Prompt: Reproduce the portion of the Ensembl version thread between "Both scheduled and" and "bioversions for this.", inclusive.

Page extract:
Closed dhimmel closed 3 years ago
@dhimmel thanks for making an issue. I would have done so myself but I was on the run when I tweeted at you. Here's a little more context:
The code you'd need after doing pip install bioversions
is:
import bioversions
ensembl_version = bioversions.get_version("ensembl")
This code executes a live request to the Ensembl website and does some HTML parsing/traversal to pick out the version number. This actually runs on a nightly build (along with all of the other version getter functions in Bioversions) that writes to a YAML file on the Bioversions GitHub repository, so you can use this alternative code that doesn't actually rely on Bioversions as a Python dependency:
import requests
import yaml
url = "https://raw.githubusercontent.com/biopragmatics/bioversions/main/docs/_data/versions.yml"
res = requests.get(url)
res_yaml = yaml.safe_load(res.text)
versions = {
entry["prefix"]: entry["releases"][-1]["version"]
for entry in res_yaml["database"]
if "prefix" in entry
}
ensembl_version = versions["ensembl"]
Note: I forgot that the single source of truth for the daily updated data is natively stored in JSON at https://raw.githubusercontent.com/biopragmatics/bioversions/main/src/bioversions/resources/versions.json. A better way, that doesn't rely on a YAML parser would be:
import requests
url = "https://raw.githubusercontent.com/biopragmatics/bioversions/main/src/bioversions/resources/versions.json"
res_json = requests.get(url).json()
versions = {
entry["prefix"]: entry["releases"][-1]["version"]
for entry in res_json["database"]
if "prefix" in entry
}
ensembl_version = versions["ensembl"]
https://github.com/related-sciences/ensembl-genes/pull/3 added the JSON request approach to get the latest version. Still haven't created the scheduled CI builds. Slightly dependence on #2
Okay I added scheduled export builds in https://github.com/related-sciences/ensembl-genes/commit/b75c8939252c353c0ada5eeec087a955aafb2991 along with an overwrite option for whether to re-export if an output branch exists.
Both scheduled and dispatch jobs now default to overwrite=false. Must set overwrite=true on an dispatch to overwrite.
Here are two export CI logs
@cthoyt tweeted:
This is a great idea and would reduce future maintenance. Happy to use bioversions for this.
We will need to detect if an output already exists. Should be able to do this by looking at the git branches.
Sometimes exports will fail, for example if a release changes the schema. These changes take a non-trivial amount of effort to fix. For this reason I lean towards weekly scheduled jobs, so when this is failing it becomes a weekly and not daily annoyance.

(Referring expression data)
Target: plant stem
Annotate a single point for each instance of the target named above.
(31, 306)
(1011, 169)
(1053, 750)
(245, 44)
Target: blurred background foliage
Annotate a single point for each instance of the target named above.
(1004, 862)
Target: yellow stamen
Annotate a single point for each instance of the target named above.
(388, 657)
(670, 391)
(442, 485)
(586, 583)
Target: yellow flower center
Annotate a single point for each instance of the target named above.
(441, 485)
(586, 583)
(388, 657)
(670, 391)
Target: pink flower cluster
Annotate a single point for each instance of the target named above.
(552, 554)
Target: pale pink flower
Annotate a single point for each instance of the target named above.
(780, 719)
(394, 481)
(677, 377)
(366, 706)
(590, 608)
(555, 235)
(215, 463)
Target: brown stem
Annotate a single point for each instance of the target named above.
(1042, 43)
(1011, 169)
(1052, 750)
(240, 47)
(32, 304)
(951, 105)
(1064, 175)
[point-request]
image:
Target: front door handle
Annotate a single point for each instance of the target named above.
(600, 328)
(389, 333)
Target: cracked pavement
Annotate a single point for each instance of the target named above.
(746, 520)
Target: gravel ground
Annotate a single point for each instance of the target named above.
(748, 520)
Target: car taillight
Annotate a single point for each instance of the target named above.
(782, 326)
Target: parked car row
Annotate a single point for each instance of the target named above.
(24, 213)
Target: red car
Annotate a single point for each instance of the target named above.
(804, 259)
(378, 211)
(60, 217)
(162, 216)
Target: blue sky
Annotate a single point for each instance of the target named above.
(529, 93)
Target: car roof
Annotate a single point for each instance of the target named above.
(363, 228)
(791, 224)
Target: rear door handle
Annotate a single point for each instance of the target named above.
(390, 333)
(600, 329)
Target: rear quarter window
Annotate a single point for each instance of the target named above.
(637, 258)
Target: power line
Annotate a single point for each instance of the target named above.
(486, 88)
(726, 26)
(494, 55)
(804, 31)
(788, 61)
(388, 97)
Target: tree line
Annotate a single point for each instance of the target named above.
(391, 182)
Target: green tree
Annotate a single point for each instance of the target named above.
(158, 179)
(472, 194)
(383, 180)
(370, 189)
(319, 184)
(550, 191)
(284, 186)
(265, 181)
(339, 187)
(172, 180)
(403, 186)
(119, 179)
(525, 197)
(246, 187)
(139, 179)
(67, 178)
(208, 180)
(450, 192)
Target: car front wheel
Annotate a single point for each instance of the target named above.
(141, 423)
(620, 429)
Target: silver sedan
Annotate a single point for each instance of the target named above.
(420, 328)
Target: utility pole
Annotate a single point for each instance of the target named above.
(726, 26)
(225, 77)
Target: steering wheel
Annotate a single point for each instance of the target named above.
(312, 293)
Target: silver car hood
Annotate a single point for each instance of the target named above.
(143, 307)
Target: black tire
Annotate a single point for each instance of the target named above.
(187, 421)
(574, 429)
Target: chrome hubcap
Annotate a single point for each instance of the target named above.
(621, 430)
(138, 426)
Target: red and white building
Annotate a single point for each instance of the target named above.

Response area:
Both scheduled and dispatch jobs now default to overwrite=false. Must set overwrite=true on an dispatch to overwrite.
Here are two export CI logs
@cthoyt tweeted:
This is a great idea and would reduce future maintenance. Happy to use bioversions for this.